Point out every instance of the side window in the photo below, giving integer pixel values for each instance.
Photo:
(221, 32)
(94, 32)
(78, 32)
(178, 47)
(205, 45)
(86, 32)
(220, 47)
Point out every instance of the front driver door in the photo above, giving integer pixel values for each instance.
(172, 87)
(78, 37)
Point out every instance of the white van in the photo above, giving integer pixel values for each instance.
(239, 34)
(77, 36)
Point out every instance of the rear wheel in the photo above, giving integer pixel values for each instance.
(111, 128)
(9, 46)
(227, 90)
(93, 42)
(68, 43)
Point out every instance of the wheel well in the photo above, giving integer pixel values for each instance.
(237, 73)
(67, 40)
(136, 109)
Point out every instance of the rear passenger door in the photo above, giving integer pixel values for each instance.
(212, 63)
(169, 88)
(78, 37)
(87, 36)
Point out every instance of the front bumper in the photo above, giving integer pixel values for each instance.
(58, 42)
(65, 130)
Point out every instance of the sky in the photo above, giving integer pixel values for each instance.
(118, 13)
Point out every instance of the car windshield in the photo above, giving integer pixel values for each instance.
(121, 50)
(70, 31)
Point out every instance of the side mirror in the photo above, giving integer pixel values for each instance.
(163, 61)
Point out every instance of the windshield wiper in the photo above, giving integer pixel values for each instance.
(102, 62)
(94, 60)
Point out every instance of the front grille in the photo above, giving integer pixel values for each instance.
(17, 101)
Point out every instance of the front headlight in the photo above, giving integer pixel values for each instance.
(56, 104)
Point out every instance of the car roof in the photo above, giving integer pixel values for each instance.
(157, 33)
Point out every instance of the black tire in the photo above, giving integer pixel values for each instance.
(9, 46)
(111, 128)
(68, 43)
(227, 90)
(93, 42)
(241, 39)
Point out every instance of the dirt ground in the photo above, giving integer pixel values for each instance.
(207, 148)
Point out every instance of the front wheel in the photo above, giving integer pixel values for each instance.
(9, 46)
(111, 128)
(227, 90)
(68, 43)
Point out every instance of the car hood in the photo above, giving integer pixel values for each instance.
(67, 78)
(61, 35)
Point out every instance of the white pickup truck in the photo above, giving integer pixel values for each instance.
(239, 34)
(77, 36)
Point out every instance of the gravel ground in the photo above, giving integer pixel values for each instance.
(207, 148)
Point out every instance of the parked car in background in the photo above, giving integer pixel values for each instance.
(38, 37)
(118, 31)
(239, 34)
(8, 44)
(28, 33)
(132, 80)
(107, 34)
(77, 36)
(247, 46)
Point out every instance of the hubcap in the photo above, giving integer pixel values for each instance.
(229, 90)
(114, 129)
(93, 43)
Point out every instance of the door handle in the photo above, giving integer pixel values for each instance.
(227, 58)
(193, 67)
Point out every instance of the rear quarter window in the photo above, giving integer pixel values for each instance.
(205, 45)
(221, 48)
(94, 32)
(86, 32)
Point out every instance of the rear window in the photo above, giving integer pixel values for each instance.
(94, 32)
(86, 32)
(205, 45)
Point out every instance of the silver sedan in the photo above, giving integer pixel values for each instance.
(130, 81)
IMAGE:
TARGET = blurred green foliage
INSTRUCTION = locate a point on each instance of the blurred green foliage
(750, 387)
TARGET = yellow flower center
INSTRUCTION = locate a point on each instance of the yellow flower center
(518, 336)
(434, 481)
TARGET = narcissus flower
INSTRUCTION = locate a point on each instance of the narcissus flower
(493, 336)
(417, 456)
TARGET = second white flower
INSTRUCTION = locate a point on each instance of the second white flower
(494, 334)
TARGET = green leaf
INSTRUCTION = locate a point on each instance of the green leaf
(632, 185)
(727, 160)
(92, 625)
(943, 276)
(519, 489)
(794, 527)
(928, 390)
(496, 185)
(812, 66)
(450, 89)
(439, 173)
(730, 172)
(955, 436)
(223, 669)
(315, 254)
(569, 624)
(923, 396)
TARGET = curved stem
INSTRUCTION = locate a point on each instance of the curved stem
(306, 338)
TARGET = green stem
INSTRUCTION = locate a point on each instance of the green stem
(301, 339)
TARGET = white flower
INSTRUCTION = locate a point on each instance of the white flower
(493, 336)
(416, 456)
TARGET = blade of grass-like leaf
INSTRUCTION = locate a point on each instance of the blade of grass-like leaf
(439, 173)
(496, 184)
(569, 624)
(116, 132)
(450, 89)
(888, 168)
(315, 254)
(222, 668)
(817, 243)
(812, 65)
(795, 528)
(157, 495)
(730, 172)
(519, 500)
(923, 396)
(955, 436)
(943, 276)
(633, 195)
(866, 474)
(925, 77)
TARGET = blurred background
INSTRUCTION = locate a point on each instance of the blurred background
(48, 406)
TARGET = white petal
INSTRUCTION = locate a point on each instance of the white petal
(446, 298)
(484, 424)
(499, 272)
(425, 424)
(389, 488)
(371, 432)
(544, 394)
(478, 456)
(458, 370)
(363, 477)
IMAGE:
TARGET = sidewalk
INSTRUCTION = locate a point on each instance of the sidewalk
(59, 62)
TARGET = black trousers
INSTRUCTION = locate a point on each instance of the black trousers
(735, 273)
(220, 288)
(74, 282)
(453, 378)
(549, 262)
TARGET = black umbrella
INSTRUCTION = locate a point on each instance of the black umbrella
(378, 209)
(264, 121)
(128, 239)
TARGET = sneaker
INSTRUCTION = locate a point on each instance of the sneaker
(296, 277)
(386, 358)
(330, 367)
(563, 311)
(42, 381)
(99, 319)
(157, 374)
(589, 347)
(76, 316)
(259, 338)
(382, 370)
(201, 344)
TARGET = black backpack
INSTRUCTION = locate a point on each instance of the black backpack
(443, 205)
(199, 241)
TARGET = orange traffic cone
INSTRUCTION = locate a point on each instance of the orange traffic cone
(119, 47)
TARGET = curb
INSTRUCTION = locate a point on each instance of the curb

□ □ □

§ WRITTEN TASK: Reproduce the records above exactly.

§ RESULT:
Point out every instance of the side window in the photo below, giving integer pixel values for each instance.
Photo:
(221, 32)
(94, 32)
(78, 32)
(178, 47)
(205, 45)
(86, 32)
(220, 47)
Point out every instance of the front driver door in the photo above, giving integer pixel values for each instance.
(172, 87)
(78, 37)
Point out every instance of the white van in the photo above, giving integer pixel values for each instance.
(239, 34)
(77, 36)
Point out every instance of the rear wheel in the photo above, giving integer pixel values for each instance.
(111, 128)
(9, 46)
(227, 90)
(93, 42)
(68, 43)
Point out every instance of the wheel well in the photo above, giving integer pixel values for each instance.
(237, 73)
(67, 40)
(136, 109)
Point out every instance of the rear passenger door in the photo above, giving integer pixel values for each instance.
(212, 63)
(169, 88)
(78, 37)
(87, 36)
Point out every instance of the front bumper in the photo above, giving integer pixel values for each instance.
(58, 42)
(65, 130)
Point out every instance of the sky in the photo above, giving integer pixel values for each instance.
(118, 13)
Point out every instance of the car windshield in the photo above, giving integer pixel values for each instance.
(121, 50)
(70, 31)
Point out every instance of the side mirror in the photo above, giving integer pixel values for each instance.
(163, 61)
Point out every instance of the windshield wiper in the photo above, giving integer pixel values for each instance.
(102, 62)
(94, 60)
Point out every instance of the front grille in the photo above, giving integer pixel values for each instance.
(17, 101)
Point out every instance of the front headlight in the photo above, giving integer pixel values for each instance.
(56, 104)
Point out every instance of the car roof in the photo above, giving integer pixel values for each instance.
(157, 33)
Point out every instance of the black tire in the photo above, giving integer pixel values for each instance.
(9, 46)
(111, 128)
(68, 43)
(227, 90)
(93, 42)
(241, 39)
Point out every instance of the dirt ground in the photo above, giving integer pixel values for each instance.
(207, 148)
Point out every instance of the front wheel in the photo above, giving integer pixel values for each instance.
(9, 46)
(111, 128)
(227, 90)
(68, 43)
Point out every instance of the car hood in the photo above, giving integer pixel values for each instance.
(67, 78)
(61, 35)
Point out every instance of the white pickup truck in the photo above, giving integer pixel values for each instance.
(239, 34)
(77, 36)
Point out every instance of the gravel ground in the photo above, giving integer pixel values for each instance.
(207, 148)
Point out every instance of the parked car in background in the photo above, giving integer pixel values for each instance.
(38, 37)
(118, 31)
(239, 34)
(8, 44)
(28, 33)
(132, 80)
(107, 34)
(77, 36)
(247, 46)
Point out every instance of the hubcap in the photo above, giving integer pixel values for each instance.
(229, 90)
(114, 129)
(93, 43)
Point out every instance of the door handle in the photo above, giving integer pixel values for each instance.
(227, 58)
(193, 67)
Point out every instance of the rear quarter window in the photo above, giving integer pixel values for each instance.
(205, 45)
(221, 48)
(94, 32)
(86, 32)
Point out every instance of the rear window in the photo above, giving integer pixel values for each instance.
(94, 32)
(86, 32)
(205, 45)
Point out every instance of the silver sedan in the photo above, giving integer pixel values for each instance.
(130, 81)
IMAGE:
TARGET = blurred green foliage
INSTRUCTION = locate a point on each instance of the blurred green foliage
(750, 387)
TARGET = yellow flower center
INSTRUCTION = locate a point on each instance of the yellow flower center
(518, 336)
(434, 481)
TARGET = narcissus flower
INSTRUCTION = locate a point on each instance of the narcissus flower
(493, 336)
(417, 456)
TARGET = second white flower
INSTRUCTION = locate a point on each instance of the second white flower
(494, 334)
TARGET = green leaf
INSTRUCTION = locate a point on each instance of the green leaf
(632, 185)
(727, 160)
(92, 625)
(943, 276)
(519, 489)
(794, 527)
(928, 390)
(496, 185)
(812, 66)
(450, 89)
(439, 173)
(730, 172)
(955, 436)
(223, 669)
(315, 254)
(569, 624)
(923, 396)
TARGET = curved stem
INSTRUCTION = locate a point on each instance of the curved stem
(306, 338)
TARGET = green stem
INSTRUCTION = locate a point on each instance of the green stem
(301, 339)
TARGET = white flower
INSTRUCTION = locate a point on each instance of the white flower
(493, 336)
(416, 456)
TARGET = blade of grass-like leaf
INSTRUCTION = locate a point on each instance of the blade of grass-like leaf
(439, 173)
(496, 184)
(569, 624)
(116, 132)
(450, 89)
(888, 168)
(315, 254)
(222, 668)
(817, 243)
(812, 65)
(795, 528)
(157, 495)
(730, 172)
(519, 500)
(923, 396)
(955, 436)
(943, 276)
(633, 195)
(866, 474)
(925, 77)
TARGET = blurred background
INSTRUCTION = locate a point on each instance of the blurred background
(48, 406)
TARGET = white petal
INSTRUCTION = locate a point on each instance of the white petal
(446, 298)
(484, 424)
(499, 272)
(425, 424)
(389, 488)
(371, 432)
(544, 394)
(478, 456)
(458, 370)
(363, 477)
IMAGE:
TARGET = sidewalk
INSTRUCTION = locate a point on each instance of the sidewalk
(59, 62)
TARGET = black trousers
INSTRUCTION = locate a point on each instance of the black trousers
(735, 273)
(220, 288)
(74, 282)
(453, 378)
(549, 262)
TARGET = black umbrella
INSTRUCTION = locate a point on each instance of the black umbrella
(378, 209)
(264, 121)
(128, 239)
TARGET = sneaker
INSTRUCTION = locate a point on each instance of the sneaker
(296, 277)
(386, 358)
(330, 367)
(563, 311)
(42, 381)
(99, 319)
(157, 374)
(589, 347)
(76, 316)
(259, 338)
(382, 370)
(201, 344)
TARGET = black backpack
INSTRUCTION = locate a point on each instance of the black backpack
(443, 205)
(199, 241)
TARGET = orange traffic cone
INSTRUCTION = locate a point on each instance of the orange traffic cone
(119, 47)
TARGET = curb
INSTRUCTION = locate a point on each instance of the curb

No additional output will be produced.